:: WRITTEN REQUEST A ::
For the passage about Château Thieuley below, state whether each statement agrees with it, answering yes or no and quoting the deciding words exactly. (i) Francis Courselle took over the running of the domaine in 1972. (ii) The writer arrived at the château without an appointment. (iii) Control of the estate's vines has passed to Courselle's two sons.
:: WRITTEN REQUEST B ::
Transcribe, without any alteration, the part of the passage about Château Thieuley below that opens with the words containing "Château Thieuley Bordeaux" and closes with "of human activity.".

:: EXCERPT TO READ ::
** START **

Château Thieuley Bordeaux Blanc Francis Courselle 2014
It was early Sunday evening, a few years ago now, and I had just arrived at Château Thieuley. I hadn’t come on the off-chance, obviously; not even in my ‘turn up and taste’ days would I have chanced my arm on a Sunday, especially at a time not uncommonly described as wine o’clock. Even so, despite having an appointment, things were not looking good; the château was locked up, and the offices next-door were in darkness. The grounds were deserted, and despite having scouted around all four walls of the cellars, these too appeared, at that moment, to be devoid of human activity.
Returning to the château, my hopes were suddenly raised when a little van appeared, crunching its way down the gravel drive. A curious semi-camoflaged mud-green-grey colour, at this twilight hour it melted into the dusky shadows cast by the cellars and trees. In my memory it was an old Renault Estafette, a 1950s model intended to compete with Citroen’s famous H van. The H van, just in case anybody reading is not thoroughly familiar with the commercial vehicles of post-war 20th-century France (a shocking thought, I know), is the one with the boxy nez de cochon and corrugated coachwork, as French as baguettes and brie. The Estafette, meanwhile, bore a passing resemblance to Volkswagen’s famous van, I suspect not an entirely coincidental likeness.
In truth it was probably a much more modern vehicle, but I prefer to stick with my slightly fantastical memory. More important, undoubtedly, was the identity of the chauffeur, one Francis Courselle, the proprietor of this estate. He had taken over the running of the domaine in 1972, subsequently developing an excellent reputation far beyond its humble situation and appellation. Part of the reason for his success, apart from years of hard graft, was a sensible decision to focus a large part of his energies on white wines, this particular corner of Bordeaux being suited to such things. Today he has handed control of his 80 hectares of vines to his two daughters, Sylvie and Marie, of whom the latter I had been searching for, but white wines – such as the one above – remain a significant feature of the domaine’s portfolio.

** END **

:: SUPPLIED DATA ::
** START **

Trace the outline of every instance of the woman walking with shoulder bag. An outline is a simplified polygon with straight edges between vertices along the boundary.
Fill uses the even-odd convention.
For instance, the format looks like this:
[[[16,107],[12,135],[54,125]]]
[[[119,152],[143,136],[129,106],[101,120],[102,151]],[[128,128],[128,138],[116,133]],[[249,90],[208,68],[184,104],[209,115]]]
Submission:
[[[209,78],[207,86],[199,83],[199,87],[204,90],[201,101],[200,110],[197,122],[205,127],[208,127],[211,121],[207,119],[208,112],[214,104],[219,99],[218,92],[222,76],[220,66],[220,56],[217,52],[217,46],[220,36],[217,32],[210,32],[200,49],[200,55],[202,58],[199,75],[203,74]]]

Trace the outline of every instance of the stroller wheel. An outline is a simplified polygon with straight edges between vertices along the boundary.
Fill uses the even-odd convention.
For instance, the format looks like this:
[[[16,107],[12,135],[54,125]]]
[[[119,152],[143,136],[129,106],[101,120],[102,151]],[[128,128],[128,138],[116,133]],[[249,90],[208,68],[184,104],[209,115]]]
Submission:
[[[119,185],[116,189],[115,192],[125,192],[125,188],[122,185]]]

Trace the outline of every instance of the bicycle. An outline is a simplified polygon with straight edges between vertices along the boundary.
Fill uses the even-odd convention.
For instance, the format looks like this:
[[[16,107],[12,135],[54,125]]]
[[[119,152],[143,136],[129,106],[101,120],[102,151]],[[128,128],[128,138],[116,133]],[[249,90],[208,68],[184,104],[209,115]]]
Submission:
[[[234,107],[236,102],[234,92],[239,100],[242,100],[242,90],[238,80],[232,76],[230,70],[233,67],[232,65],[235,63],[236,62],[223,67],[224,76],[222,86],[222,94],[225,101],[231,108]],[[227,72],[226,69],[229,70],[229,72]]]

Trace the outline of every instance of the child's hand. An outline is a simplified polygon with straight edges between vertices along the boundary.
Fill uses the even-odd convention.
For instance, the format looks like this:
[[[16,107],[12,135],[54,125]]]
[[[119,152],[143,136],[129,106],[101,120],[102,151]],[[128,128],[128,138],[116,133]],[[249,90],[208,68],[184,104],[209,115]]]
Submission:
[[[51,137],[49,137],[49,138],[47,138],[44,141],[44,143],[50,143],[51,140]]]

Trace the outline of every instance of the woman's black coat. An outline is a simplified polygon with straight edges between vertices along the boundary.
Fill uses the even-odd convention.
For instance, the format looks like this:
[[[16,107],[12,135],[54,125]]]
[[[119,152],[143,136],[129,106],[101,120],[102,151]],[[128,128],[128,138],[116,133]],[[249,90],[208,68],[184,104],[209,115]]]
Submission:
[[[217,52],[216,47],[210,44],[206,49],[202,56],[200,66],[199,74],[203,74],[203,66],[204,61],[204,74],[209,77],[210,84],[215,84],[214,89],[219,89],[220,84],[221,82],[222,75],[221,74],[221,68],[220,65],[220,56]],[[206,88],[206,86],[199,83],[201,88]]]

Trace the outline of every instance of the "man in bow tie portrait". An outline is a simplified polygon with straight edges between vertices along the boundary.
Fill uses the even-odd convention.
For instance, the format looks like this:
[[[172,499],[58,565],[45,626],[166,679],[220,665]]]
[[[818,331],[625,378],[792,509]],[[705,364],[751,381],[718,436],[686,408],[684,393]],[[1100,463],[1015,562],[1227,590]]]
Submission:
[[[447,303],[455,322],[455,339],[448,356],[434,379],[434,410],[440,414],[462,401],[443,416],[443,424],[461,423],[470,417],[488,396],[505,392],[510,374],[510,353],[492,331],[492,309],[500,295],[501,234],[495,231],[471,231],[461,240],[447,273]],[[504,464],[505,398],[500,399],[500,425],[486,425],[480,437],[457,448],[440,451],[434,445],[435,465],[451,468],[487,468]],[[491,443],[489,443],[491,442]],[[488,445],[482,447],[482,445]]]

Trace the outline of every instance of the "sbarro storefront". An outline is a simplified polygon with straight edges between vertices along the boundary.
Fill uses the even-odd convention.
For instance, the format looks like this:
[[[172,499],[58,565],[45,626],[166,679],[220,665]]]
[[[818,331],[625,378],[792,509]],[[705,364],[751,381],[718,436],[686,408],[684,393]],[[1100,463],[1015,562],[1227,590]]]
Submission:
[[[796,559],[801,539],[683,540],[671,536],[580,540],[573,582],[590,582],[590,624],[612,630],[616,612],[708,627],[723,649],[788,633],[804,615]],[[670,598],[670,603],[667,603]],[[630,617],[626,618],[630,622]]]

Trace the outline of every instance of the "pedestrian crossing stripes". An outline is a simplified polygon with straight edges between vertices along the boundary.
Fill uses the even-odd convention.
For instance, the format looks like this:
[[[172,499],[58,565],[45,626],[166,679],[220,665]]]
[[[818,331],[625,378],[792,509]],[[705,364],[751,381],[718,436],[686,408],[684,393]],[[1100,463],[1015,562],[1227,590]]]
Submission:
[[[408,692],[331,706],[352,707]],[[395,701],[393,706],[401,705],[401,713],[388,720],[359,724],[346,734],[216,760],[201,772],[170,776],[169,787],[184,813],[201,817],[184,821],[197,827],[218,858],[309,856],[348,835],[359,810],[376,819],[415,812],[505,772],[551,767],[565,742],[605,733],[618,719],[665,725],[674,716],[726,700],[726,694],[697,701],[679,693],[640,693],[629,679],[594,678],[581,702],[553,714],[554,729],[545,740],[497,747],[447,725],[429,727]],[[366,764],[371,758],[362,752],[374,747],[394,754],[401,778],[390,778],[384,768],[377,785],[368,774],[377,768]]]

** END **

:: TASK ANSWER A ::
(i) Yes: "He had taken over the running of the domaine in 1972"
(ii) No: "Even so, despite having an appointment, things were not looking good"
(iii) No: "Today he has handed control of his 80 hectares of vines to his two daughters, Sylvie and Marie"

:: TASK ANSWER B ::
Château Thieuley Bordeaux Blanc Francis Courselle 2014
It was early Sunday evening, a few years ago now, and I had just arrived at Château Thieuley. I hadn’t come on the off-chance, obviously; not even in my ‘turn up and taste’ days would I have chanced my arm on a Sunday, especially at a time not uncommonly described as wine o’clock. Even so, despite having an appointment, things were not looking good; the château was locked up, and the offices next-door were in darkness. The grounds were deserted, and despite having scouted around all four walls of the cellars, these too appeared, at that moment, to be devoid of human activity.